What is needed: Only these lines of the data below are wanted: the one with "Identify the white patterned", the one with "Identify the console", and any lines between them, each repeated exactly.
= = = =
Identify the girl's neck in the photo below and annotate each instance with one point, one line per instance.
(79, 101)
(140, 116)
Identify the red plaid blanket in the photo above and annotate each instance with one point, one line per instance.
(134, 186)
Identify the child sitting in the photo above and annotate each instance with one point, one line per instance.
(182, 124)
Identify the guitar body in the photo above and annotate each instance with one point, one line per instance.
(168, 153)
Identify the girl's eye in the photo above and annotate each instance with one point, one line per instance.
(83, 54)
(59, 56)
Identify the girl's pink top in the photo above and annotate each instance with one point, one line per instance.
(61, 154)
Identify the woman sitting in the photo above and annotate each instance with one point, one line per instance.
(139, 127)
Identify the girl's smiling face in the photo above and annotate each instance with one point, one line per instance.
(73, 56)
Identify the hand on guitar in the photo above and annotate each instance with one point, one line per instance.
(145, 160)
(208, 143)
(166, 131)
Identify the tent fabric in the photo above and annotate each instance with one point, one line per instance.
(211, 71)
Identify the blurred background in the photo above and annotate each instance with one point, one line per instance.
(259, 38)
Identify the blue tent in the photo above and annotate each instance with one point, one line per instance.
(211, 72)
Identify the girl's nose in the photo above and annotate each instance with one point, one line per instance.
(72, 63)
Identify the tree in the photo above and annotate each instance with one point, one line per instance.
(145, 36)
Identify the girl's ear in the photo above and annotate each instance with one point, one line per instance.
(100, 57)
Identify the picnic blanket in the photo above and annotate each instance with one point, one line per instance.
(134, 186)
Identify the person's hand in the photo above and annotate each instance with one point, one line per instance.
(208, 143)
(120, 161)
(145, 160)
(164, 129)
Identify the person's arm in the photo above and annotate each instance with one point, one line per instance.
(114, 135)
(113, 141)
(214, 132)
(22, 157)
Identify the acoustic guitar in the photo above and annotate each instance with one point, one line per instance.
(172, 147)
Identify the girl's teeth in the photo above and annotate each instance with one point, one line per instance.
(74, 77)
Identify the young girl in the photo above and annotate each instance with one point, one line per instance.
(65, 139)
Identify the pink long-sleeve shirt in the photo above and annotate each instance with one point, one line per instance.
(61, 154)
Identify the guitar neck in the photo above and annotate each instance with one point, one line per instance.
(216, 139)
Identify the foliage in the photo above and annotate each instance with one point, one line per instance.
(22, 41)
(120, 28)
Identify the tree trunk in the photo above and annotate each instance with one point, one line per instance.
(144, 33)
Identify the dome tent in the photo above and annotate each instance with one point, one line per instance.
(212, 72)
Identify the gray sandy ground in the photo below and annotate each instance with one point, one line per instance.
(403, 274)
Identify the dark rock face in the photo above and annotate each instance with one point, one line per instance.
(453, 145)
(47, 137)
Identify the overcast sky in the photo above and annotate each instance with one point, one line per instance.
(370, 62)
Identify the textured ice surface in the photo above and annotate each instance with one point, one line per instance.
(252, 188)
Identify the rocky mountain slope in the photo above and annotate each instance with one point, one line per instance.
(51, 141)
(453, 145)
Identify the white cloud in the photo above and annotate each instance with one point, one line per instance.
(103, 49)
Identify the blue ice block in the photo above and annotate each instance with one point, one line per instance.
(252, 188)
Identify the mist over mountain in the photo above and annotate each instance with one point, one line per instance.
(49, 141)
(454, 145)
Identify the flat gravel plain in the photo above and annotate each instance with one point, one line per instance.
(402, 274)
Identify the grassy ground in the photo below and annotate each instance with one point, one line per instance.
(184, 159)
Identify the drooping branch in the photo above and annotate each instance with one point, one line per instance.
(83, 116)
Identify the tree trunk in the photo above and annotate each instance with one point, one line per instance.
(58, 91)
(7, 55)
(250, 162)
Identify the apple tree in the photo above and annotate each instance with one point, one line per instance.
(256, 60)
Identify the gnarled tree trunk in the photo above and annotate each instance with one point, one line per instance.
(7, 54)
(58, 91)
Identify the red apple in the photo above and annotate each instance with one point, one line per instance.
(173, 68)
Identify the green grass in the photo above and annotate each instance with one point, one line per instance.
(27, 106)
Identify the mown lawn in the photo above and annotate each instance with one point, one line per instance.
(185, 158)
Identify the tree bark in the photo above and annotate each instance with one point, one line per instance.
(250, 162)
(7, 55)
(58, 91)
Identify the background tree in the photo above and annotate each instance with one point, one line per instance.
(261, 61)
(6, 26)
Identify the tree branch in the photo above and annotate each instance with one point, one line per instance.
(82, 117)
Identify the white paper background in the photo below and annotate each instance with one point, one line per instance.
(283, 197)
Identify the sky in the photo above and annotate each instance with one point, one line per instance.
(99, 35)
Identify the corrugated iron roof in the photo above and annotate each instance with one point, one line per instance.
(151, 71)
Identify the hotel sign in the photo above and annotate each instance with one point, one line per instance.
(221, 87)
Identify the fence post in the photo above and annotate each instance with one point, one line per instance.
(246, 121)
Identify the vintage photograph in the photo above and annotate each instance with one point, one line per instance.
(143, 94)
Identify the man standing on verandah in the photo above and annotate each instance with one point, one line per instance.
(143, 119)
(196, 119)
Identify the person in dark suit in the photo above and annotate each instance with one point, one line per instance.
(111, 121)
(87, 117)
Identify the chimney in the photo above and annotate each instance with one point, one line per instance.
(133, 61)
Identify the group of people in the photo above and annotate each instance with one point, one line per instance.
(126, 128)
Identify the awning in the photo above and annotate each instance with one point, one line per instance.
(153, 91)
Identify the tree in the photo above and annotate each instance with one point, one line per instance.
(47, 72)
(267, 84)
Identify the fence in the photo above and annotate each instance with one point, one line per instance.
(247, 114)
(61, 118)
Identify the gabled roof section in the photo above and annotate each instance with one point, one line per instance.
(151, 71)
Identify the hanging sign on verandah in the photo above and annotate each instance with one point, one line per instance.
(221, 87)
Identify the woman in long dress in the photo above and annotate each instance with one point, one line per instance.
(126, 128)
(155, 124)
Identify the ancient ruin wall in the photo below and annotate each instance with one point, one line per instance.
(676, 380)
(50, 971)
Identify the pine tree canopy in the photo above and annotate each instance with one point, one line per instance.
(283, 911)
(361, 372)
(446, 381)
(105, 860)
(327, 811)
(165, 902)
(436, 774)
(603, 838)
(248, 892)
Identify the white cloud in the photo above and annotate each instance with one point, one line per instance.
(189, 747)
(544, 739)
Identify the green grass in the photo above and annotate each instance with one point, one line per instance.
= = = =
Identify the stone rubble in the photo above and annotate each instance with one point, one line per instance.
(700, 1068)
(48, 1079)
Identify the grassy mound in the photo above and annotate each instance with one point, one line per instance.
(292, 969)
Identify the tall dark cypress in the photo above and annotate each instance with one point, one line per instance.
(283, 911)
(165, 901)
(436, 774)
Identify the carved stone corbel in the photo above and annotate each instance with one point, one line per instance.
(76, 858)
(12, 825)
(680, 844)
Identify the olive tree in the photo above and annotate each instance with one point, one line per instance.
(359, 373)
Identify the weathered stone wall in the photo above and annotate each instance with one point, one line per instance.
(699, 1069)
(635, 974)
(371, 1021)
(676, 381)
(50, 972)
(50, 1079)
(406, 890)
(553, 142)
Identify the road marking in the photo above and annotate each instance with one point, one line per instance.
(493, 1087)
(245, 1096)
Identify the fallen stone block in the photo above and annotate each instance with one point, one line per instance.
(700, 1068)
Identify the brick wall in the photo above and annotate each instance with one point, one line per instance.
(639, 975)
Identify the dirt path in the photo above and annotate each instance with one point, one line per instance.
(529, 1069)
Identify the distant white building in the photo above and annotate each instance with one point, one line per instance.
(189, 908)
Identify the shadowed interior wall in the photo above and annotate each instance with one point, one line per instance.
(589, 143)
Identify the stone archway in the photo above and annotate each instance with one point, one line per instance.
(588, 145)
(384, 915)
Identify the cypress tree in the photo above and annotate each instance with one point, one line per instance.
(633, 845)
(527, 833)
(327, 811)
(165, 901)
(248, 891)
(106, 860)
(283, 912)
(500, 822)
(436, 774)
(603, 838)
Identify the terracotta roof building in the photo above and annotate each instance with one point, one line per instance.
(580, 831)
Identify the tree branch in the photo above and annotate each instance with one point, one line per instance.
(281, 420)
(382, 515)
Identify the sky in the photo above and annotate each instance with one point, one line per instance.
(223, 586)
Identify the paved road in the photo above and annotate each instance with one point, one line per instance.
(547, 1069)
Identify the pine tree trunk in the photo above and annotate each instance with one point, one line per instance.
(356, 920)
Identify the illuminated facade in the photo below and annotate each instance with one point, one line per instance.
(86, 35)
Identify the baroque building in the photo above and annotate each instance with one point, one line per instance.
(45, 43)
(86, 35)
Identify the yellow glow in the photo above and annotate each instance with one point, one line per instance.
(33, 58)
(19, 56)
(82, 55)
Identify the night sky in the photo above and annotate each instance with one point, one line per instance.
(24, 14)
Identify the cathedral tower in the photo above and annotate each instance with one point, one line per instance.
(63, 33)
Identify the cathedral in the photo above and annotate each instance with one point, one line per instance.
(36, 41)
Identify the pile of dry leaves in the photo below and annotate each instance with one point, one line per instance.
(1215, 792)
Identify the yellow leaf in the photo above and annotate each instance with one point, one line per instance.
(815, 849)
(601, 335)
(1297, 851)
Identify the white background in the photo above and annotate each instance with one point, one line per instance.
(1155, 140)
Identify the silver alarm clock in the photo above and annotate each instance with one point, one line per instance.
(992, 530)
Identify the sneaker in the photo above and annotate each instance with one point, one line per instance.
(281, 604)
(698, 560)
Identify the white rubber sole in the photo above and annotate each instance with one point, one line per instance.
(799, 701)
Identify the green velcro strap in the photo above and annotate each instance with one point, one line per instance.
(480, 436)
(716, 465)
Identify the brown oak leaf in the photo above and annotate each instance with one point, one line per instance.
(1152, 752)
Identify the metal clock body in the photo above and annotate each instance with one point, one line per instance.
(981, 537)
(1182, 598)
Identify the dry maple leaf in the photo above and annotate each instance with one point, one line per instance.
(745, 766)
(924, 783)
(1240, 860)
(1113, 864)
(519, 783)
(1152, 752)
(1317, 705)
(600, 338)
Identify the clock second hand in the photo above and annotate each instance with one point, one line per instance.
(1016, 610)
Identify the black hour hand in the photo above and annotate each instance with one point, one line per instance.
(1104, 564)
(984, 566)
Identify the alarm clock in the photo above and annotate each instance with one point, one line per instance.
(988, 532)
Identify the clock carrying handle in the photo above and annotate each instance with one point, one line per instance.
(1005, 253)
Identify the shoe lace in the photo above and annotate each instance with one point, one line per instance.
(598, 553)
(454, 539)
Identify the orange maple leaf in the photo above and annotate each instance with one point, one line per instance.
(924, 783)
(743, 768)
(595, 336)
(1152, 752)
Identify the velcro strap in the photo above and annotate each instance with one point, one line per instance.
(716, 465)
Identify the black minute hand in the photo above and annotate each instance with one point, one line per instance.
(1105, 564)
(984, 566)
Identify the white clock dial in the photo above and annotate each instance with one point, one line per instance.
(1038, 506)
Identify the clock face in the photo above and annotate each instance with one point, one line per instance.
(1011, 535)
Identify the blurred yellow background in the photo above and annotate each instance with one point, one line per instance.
= = = =
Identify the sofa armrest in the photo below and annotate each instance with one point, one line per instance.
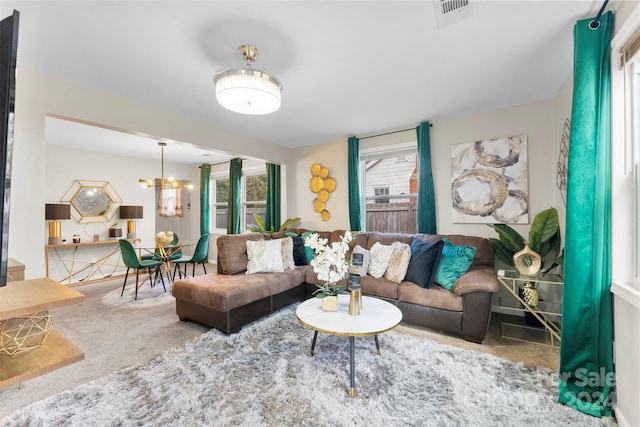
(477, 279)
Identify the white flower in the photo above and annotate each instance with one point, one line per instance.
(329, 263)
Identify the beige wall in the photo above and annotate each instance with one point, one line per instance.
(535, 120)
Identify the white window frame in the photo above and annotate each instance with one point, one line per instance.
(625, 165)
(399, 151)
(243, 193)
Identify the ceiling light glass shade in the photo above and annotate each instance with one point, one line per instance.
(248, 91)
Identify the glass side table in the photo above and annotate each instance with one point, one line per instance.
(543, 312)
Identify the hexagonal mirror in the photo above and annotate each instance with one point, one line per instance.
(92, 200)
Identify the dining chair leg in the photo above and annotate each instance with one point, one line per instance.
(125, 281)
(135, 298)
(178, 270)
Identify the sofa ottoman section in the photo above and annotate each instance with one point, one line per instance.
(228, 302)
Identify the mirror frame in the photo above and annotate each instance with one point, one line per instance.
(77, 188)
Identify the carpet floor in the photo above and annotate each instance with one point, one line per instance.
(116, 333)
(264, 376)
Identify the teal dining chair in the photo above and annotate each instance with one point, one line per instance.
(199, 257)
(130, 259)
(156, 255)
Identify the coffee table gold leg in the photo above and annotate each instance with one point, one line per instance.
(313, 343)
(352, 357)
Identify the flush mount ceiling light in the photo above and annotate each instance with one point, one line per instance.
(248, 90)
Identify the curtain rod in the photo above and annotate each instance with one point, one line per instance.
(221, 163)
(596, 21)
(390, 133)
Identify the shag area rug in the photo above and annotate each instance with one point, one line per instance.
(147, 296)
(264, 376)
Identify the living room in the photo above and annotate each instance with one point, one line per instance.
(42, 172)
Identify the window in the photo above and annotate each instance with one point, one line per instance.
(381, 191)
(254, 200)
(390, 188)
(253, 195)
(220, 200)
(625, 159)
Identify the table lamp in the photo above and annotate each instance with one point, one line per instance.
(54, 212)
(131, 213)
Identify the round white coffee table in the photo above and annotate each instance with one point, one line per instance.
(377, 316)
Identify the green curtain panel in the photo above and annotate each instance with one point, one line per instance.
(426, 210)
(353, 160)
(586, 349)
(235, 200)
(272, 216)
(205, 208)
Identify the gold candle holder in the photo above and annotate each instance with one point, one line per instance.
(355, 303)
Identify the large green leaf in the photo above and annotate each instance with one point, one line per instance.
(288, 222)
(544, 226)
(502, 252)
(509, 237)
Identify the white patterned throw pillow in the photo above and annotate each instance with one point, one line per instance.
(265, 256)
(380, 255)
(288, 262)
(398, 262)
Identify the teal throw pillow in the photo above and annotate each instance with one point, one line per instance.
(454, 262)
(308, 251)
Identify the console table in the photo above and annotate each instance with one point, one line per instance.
= = = =
Response area:
Identify the white patterned throw pillow in the photo above and annotate each instance with one point, one line per instance.
(265, 256)
(380, 255)
(288, 262)
(398, 262)
Identify the teal throw pillow in the photo above and annotate each instance with one point, one line per instance.
(454, 262)
(308, 251)
Identify the console table in the photo above and annotate each instance with one point, one line per instance.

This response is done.